** Start SELECTED TEXT **

Tax Receivable Agreement

 

Our purchase of membership units of our operating company concurrently with our initial public offering, and the future exchanges by holders of Class B units of our operating company for shares of our Class A common stock (pursuant to the exchange rights provided for in the Operating Company’s operating agreement), has resulted in, and are expected to continue to result in, increases in our share of the tax basis of the tangible and intangible assets of our operating company at the time of our acquisition and these future exchanges, which will increase the tax depreciation and amortization deductions that otherwise would not have been available to us.  These increases in tax basis and tax depreciation and amortization deductions have reduced and are expected to continue to reduce, the amount of tax that we would otherwise be required to pay in the future.  We have entered into a tax receivable agreement with the current members of our operating company, the one member of our operating company immediately prior to our initial public offering who sold all of its membership units to us in connection with our initial public offering, and any future holders of Class B units, that requires us to pay them 85% of the amount of cash savings, if any, in U.S. federal, state and local income tax that we actually realize (or are deemed to realize in the case of an early termination payment by us, or a change in control, as described in the tax receivable agreement) as a result of the increases in tax basis described above and certain other tax benefits related to entering into the tax receivable agreement, including tax benefits attributable to payments under the tax receivable agreement.

 

In October 2008, the selling unitholders agreed to waive any payments that we are or will be required to make to them for the 2008 and 2009 tax years pursuant to the tax receivable agreement.

 

Cash Flows

 

Operating activities provided $9.9 million and $10.2 million for the three months ended March 31, 2009 and 2008, respectively.  This decline in cash flows from operating activities was driven primarily by a decrease in average AUM from $22.0 billion for the three months ended March 31, 2008, to $9.2 billion for the three months ended March 31, 2009, which had a corresponding negative impact on total revenues.

 

Investing activities consist primarily of investments in affiliates and other investment partnerships, as well as capital expenditures.  Investing activities provided less than $0.1 million for the three months ended March 31, 2009 and used $0.1 million for the three months ended March 31, 2008.

** End SELECTED TEXT **
** Start INFORMATION GIVEN **

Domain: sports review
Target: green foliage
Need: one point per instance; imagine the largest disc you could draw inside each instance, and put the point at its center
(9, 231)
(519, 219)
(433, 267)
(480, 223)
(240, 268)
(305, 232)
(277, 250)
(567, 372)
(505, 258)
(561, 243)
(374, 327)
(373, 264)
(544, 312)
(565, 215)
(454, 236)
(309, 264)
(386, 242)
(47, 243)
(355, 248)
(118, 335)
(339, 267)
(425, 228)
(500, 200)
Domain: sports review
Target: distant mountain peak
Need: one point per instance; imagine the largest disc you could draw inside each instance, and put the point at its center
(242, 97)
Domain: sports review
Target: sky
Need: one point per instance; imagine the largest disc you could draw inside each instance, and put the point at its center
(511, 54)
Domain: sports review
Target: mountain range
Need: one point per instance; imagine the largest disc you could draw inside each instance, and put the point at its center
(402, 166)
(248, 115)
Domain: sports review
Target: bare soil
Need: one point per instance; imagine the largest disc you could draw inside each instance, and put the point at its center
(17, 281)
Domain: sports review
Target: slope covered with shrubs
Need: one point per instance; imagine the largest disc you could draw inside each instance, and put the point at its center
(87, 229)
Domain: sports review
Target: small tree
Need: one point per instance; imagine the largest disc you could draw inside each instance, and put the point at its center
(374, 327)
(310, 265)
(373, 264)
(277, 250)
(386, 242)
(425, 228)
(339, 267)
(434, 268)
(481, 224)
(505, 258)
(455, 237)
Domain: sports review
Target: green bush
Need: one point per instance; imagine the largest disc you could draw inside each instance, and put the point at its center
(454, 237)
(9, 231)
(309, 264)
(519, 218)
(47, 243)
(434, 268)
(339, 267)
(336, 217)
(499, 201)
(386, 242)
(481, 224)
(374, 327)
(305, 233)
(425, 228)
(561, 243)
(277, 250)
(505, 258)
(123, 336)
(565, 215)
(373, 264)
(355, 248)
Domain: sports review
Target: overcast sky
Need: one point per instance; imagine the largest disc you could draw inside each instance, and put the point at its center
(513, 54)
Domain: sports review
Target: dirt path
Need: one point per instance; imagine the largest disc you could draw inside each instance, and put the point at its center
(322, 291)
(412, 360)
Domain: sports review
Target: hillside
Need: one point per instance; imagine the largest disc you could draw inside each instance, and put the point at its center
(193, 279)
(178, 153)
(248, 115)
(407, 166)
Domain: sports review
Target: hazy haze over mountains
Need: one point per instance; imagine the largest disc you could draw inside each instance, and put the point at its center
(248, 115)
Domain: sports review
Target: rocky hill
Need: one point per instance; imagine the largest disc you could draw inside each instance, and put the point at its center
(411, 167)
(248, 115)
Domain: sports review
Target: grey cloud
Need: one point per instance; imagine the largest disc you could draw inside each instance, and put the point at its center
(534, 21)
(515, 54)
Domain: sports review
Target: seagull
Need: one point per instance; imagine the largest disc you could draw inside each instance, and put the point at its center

** End INFORMATION GIVEN **

## OBJECTIVE 1
According to the filing excerpt on the tax receivable agreement and cash flows, what share of its realized cash tax savings must the company pay under the tax receivable agreement?
## OBJECTIVE 2
Can you write the next part of the filing excerpt on the tax receivable agreement and cash flows, starting after its last sentence?
The data above is separate material and is not part of the filing excerpt.

## WRITTEN RESPONSE 1
85% of the cash savings in U.S. federal, state and local income tax that it actually realizes (or is deemed to realize).

## WRITTEN RESPONSE 2
Financing activities consist primarily of borrowing arrangements and contributions from, and distributions to, non-controlling interests.  Financing activities used $10.6 million and $1.3 million for the three months ended March 31, 2009 and 2008, respectively.  The increase in cash used in financing activities is due primarily to $8.0 million in repayments on our term debt and reductions in contributions from non-controlling interests and distributions to members.

 

Off-Balance Sheet Arrangements

 

We did not have any off-balance sheet arrangements as of March 31, 2009.

 

Critical Accounting Policies and Estimates

 

The preparation of our consolidated financial statements in accordance with U.S. generally accepted accounting principles requires management to make estimates and judgments that affect our reported amounts of assets, liabilities, revenues and expenses and related disclosure of contingent assets and liabilities.  We base our estimates on historical experience and on various other assumptions that are believed to be reasonable under current circumstances, the results of which form the basis for making judgments about the carrying value of assets and liabilities that are not readily available from other sources.  We evaluate our estimates on an ongoing basis.  Actual results may differ from these estimates under different assumptions or conditions.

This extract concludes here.